*Task A*
Name every person mentioned by name in the PetLink article.
*Task B*
Please write down the PetLink article's text from "Comprising local pet" up to and including "nutrition, and vaccines.".

TOXICS INFORMATION PROJECT (TIP)
P.O. Box 40441, Providence, RI 02906
Tel. 401-351-9193, E-Mail: TIP@toxicsinfo.org
By Lisa Capone, Globe Correspondent, Boston Globe 10/9/2003
They can't prove it, but Doug Haley of Salem, Chip Osborne of Marblehead, and Tina Cross of Swampscott think this is true: Exposure to chemicals on a golf course near Haley's prior home, in Osborne's greenhouse, and on parks where Cross walked her poodles led to cancer that killed their dogs. What's more, they and other members of a new North Shore group called PetLink think cats and dogs may serve as sentinels -- warning of everyday practices that could lead to human cancer, too.
Comprising local pet owners, veterinarians, and environmentalists, PetLink formed last summer to highlight potential causes for what some local vets say is a mounting incidence of cancer among younger animals. Eventually, the group wants to establish a pet-cancer mapping system, similar to the Massachusetts Cancer Registry that allows the Department of Public Health to determine geographic cancer clusters by tracking human-cancer diagnoses community-by-community.
An offshoot of the Marblehead-based environmental group HealthLink, PetLink will launch a public awareness campaign with a walk along Lynn Shore Drive in Lynn next Monday and a forum Tuesday at Marblehead High School featuring a Cornell University researcher, and several veterinarians. Topics likely to surface at the free symposium include health risks associated with pesticides, flea and tick treatments, nutrition, and vaccines.

*Given entries*
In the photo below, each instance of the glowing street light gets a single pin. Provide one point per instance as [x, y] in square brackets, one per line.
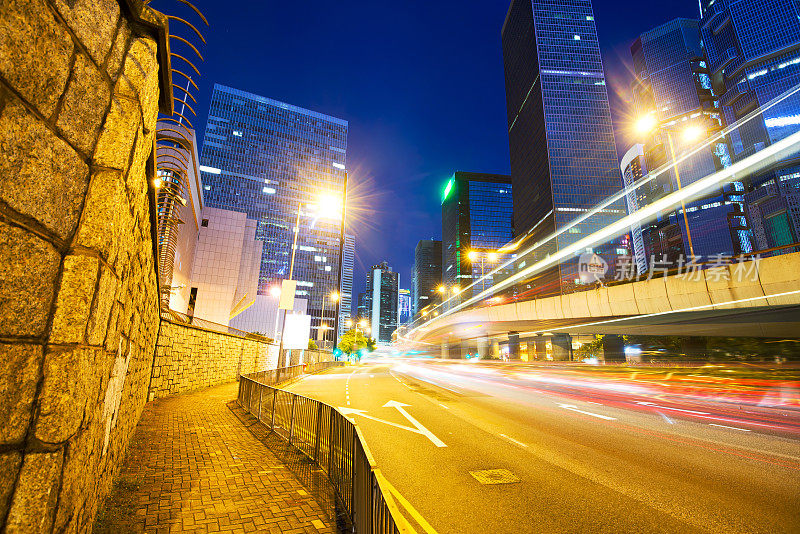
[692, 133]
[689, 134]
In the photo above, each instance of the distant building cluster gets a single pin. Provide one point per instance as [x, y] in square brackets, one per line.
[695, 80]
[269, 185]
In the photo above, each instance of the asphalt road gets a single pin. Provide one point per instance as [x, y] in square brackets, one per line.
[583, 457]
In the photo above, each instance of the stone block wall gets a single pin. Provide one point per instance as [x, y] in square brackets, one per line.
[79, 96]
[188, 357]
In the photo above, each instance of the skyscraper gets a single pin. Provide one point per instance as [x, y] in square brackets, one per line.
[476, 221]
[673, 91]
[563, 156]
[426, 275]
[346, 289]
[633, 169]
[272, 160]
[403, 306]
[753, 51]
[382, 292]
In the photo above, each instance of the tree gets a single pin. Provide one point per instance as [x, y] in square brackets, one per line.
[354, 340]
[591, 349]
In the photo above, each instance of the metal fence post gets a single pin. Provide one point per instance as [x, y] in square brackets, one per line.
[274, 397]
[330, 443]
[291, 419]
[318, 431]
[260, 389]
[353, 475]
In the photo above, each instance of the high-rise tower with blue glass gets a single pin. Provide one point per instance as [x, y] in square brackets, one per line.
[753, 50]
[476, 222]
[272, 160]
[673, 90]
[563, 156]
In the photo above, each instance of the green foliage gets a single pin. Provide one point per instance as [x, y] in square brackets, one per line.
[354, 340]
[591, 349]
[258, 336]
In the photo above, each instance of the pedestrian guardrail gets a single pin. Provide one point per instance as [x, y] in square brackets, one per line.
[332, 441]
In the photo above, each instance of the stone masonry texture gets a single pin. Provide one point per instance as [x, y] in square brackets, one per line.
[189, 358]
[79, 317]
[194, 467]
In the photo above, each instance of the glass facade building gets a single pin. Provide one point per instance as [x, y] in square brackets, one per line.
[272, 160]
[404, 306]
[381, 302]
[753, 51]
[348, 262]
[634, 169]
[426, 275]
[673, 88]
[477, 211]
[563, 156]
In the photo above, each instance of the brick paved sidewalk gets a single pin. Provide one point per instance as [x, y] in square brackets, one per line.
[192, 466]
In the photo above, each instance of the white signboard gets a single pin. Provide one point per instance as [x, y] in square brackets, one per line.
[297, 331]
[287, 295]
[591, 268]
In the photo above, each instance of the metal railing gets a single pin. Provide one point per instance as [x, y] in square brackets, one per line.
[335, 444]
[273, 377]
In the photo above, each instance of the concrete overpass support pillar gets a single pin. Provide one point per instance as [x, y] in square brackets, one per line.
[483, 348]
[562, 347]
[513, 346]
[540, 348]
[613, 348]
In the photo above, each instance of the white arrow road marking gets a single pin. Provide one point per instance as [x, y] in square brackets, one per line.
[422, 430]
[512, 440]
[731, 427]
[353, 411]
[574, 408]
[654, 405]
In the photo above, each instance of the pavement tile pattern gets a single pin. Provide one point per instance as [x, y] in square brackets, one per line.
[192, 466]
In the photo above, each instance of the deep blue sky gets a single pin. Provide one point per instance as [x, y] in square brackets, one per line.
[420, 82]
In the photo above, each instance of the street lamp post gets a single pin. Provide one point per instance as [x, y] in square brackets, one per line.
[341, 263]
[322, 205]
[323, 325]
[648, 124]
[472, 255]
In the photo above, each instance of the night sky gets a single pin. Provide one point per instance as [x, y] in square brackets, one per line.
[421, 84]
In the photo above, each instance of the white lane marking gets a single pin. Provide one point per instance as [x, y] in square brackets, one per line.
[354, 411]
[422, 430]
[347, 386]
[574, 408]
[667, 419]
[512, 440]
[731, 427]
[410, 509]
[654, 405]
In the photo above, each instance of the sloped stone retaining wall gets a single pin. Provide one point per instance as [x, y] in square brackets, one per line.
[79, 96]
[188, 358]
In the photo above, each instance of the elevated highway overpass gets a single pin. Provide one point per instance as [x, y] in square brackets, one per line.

*Reply A*
Lisa Capone, Doug Haley, Chip Osborne, Tina Cross

*Reply B*
Comprising local pet owners, veterinarians, and environmentalists, PetLink formed last summer to highlight potential causes for what some local vets say is a mounting incidence of cancer among younger animals. Eventually, the group wants to establish a pet-cancer mapping system, similar to the Massachusetts Cancer Registry that allows the Department of Public Health to determine geographic cancer clusters by tracking human-cancer diagnoses community-by-community.
An offshoot of the Marblehead-based environmental group HealthLink, PetLink will launch a public awareness campaign with a walk along Lynn Shore Drive in Lynn next Monday and a forum Tuesday at Marblehead High School featuring a Cornell University researcher, and several veterinarians. Topics likely to surface at the free symposium include health risks associated with pesticides, flea and tick treatments, nutrition, and vaccines.